* [Written request]: Starting with the line that contains "this sample: (314,282).", set down each line through the end of the entries below, exactly and with nothing added.

Excerpts of location labeling data:
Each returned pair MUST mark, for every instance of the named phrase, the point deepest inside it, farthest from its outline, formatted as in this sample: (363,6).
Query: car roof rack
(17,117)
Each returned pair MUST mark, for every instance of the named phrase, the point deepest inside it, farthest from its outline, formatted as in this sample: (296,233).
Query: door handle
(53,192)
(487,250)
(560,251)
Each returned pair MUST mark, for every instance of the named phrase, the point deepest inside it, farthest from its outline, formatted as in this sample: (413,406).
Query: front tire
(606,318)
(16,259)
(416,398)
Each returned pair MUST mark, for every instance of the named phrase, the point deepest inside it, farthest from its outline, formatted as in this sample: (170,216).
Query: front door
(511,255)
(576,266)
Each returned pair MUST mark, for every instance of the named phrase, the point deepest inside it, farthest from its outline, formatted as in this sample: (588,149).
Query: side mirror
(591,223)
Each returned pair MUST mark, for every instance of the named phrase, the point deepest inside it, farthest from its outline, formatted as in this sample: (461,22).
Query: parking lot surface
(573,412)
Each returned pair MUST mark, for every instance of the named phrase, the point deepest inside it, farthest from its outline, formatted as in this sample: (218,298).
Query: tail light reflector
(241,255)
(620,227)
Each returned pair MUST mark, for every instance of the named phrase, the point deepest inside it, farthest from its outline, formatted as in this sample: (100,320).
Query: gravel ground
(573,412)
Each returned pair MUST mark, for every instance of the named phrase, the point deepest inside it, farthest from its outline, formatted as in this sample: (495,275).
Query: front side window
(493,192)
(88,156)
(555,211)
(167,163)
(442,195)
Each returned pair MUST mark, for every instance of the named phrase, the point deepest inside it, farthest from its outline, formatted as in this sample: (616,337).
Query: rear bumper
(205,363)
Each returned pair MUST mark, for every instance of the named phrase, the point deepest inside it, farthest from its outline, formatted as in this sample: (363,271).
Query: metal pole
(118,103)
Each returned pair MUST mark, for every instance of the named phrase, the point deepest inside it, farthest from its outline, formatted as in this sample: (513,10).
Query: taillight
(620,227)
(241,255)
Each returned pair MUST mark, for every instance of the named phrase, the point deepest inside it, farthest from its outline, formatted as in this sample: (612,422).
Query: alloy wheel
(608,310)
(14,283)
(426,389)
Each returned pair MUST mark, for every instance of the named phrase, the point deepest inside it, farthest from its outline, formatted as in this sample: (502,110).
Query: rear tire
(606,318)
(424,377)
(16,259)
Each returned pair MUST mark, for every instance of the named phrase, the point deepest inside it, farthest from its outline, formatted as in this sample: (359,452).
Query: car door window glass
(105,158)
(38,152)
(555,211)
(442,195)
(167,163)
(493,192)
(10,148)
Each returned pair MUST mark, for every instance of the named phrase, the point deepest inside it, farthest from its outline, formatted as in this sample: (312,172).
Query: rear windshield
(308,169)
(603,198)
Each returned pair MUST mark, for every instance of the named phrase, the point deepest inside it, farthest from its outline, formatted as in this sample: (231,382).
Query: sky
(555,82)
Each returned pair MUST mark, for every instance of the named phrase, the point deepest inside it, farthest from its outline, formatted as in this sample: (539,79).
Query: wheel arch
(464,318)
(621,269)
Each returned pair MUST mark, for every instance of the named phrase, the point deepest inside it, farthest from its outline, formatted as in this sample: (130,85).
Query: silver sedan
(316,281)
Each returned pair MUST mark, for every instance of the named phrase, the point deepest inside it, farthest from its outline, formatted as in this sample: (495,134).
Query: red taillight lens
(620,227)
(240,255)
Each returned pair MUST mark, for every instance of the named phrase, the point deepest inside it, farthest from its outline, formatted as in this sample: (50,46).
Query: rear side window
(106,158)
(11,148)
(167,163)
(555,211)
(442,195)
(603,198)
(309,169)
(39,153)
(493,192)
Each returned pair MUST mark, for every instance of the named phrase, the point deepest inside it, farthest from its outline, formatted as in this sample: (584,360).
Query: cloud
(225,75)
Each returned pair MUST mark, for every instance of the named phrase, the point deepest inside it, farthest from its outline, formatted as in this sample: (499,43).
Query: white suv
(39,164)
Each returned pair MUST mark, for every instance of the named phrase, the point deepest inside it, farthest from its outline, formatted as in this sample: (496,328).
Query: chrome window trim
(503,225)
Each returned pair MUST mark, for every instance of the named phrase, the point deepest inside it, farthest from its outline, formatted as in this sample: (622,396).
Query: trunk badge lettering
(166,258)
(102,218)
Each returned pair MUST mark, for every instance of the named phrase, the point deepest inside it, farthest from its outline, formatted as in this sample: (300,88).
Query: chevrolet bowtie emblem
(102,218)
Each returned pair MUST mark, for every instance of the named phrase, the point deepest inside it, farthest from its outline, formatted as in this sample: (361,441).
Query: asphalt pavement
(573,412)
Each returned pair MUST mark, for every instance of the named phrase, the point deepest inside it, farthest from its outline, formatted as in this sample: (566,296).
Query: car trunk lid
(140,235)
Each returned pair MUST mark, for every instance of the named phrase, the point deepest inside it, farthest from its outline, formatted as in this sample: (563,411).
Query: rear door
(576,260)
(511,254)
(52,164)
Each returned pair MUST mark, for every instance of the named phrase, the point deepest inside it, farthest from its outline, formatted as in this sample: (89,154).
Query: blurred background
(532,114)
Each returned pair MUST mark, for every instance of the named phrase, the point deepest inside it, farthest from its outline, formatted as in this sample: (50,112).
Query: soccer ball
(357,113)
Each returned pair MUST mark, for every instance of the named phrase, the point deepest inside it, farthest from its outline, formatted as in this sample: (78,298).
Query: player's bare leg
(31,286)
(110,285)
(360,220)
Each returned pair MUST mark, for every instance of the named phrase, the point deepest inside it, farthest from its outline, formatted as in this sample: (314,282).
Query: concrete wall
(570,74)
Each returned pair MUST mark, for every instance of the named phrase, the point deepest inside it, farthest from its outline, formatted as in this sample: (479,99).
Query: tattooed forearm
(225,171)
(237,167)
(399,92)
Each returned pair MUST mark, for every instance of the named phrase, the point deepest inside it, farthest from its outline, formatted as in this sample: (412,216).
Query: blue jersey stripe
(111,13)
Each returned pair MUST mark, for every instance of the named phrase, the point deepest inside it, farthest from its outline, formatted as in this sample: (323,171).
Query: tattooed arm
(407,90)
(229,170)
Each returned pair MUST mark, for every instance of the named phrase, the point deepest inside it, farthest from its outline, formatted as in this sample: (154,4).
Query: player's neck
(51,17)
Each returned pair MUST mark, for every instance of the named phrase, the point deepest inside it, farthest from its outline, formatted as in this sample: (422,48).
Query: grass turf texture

* [The reply]:
Each returned pair MUST mark, for every instance of the named phrase, the point deepest inside it, farthest from its outline, formatted as in this sample: (314,282).
Query: concrete wall
(570,74)
Each returned pair MUST mark, for every instance of the named phrase, the point deepest inside it, farthest from its outline, formatted as in this sample: (479,99).
Query: tattooed forearm
(225,171)
(237,167)
(399,92)
Each returned pair MUST mark, for every instance of the named phrase, the point deepest inside it, farthest from its outline, formatted as in this sample: (412,216).
Query: blue jersey stripe
(111,13)
Each returned pair MUST mark, for every instance of the named phrase, the point deepest inside it, farthest from its outline, formatted as in this sample: (323,171).
Query: tattooed arm
(407,90)
(229,170)
Each returned pair MUST mark, for every instance of the named phrase, the point deepest inside it, farthest from its outline, formatted as in this sample: (154,4).
Query: player's neck
(51,17)
Each returned pair MUST mark, for every instance of the named phrase, the point deepest inside it, farthest from its outline, formatted as in this sample: (422,48).
Query: grass turf texture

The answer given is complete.